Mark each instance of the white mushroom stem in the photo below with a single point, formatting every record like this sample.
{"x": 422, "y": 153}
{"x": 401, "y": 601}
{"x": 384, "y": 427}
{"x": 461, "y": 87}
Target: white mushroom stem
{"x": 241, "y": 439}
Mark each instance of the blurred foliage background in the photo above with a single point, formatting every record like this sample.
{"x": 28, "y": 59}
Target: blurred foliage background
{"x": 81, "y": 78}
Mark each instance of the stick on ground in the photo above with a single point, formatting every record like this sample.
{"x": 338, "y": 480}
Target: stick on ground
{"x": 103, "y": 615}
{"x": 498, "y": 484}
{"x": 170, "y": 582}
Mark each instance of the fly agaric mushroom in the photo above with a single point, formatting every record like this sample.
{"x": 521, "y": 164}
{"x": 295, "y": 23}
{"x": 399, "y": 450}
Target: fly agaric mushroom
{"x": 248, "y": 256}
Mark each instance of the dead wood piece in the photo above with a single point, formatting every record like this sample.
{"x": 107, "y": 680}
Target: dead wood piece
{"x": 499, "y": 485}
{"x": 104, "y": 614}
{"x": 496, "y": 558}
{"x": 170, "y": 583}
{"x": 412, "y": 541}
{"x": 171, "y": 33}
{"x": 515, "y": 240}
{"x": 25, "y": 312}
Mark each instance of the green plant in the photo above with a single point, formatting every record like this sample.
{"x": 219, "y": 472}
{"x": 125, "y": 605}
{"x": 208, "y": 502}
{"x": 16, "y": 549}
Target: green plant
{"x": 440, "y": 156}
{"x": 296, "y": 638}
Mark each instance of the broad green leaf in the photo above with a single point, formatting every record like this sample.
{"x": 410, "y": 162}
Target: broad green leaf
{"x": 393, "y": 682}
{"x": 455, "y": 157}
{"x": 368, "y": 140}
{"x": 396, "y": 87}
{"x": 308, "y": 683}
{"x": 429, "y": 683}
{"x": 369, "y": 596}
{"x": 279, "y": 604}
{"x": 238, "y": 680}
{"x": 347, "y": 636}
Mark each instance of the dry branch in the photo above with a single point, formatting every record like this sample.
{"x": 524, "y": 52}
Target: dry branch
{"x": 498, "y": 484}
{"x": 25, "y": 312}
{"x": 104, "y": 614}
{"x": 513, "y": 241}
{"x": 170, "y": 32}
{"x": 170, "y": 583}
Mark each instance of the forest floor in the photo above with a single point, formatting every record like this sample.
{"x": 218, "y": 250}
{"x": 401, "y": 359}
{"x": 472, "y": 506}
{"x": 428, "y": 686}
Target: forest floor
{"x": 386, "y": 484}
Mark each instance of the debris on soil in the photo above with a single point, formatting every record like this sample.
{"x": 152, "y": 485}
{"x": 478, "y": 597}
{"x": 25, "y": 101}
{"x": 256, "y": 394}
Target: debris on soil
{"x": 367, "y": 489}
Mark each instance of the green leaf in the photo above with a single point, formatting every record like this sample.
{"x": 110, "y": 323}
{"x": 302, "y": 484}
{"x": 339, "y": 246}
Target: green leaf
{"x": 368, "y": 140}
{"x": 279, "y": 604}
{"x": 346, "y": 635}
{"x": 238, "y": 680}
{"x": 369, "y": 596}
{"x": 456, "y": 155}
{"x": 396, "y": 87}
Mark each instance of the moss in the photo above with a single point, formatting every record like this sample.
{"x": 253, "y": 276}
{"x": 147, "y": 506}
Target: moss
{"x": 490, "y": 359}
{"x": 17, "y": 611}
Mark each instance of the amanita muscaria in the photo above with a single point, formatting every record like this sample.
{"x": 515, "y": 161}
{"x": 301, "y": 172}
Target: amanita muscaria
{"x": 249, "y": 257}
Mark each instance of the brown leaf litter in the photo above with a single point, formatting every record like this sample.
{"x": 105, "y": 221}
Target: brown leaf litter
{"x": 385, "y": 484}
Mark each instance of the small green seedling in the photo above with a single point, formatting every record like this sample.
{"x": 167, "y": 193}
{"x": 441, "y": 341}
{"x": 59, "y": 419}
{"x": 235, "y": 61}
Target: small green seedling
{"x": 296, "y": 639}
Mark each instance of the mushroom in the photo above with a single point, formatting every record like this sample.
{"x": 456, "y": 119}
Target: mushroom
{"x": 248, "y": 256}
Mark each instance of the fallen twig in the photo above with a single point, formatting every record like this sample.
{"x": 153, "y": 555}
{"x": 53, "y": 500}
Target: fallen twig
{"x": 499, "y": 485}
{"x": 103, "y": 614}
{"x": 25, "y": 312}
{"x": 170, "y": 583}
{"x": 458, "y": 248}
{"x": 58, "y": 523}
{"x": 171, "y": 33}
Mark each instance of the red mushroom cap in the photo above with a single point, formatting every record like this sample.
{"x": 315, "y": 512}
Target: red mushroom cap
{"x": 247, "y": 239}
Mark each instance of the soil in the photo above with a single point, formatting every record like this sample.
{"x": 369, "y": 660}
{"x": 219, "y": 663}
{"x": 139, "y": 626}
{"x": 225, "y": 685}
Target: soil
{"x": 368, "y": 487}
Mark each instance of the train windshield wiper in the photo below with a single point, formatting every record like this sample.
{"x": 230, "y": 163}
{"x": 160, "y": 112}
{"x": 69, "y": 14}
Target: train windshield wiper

────

- Directions for this task -
Format the part of the items that opens with the line containing "Mark each instance of the mushroom" and runs through the final line as a JSON list of strings. Use one string per line and omit blank lines.

- Reply to the task -
[
  "Mark each instance of the mushroom in the photo above with a single point, formatting every record like this sample.",
  "{\"x\": 456, \"y\": 119}",
  "Target: mushroom",
  "{\"x\": 248, \"y\": 256}",
  "Mark each instance of the fallen twig in the photo above with a single point, formatting every record like this sample.",
  "{\"x\": 153, \"y\": 555}",
  "{\"x\": 53, \"y\": 500}",
  "Target: fallen twig",
  "{\"x\": 499, \"y\": 485}",
  "{\"x\": 103, \"y\": 614}",
  "{\"x\": 25, \"y\": 312}",
  "{\"x\": 170, \"y\": 583}",
  "{\"x\": 458, \"y\": 248}",
  "{\"x\": 58, \"y\": 523}",
  "{\"x\": 171, \"y\": 33}",
  "Mark each instance of the red mushroom cap in the photo above with a single point, formatting every record like this sample.",
  "{\"x\": 315, \"y\": 512}",
  "Target: red mushroom cap",
  "{\"x\": 247, \"y\": 239}",
  "Mark each instance of the soil in the photo above with a single point, formatting every record like this sample.",
  "{\"x\": 369, \"y\": 660}",
  "{\"x\": 219, \"y\": 663}",
  "{\"x\": 139, \"y\": 626}",
  "{\"x\": 225, \"y\": 685}",
  "Target: soil",
  "{\"x\": 368, \"y\": 487}",
  "Mark each instance of the train windshield wiper in the photo below with a single point, formatting every record like this sample.",
  "{\"x\": 230, \"y\": 163}",
  "{\"x\": 160, \"y\": 112}",
  "{\"x\": 69, \"y\": 14}",
  "Target: train windshield wiper"
]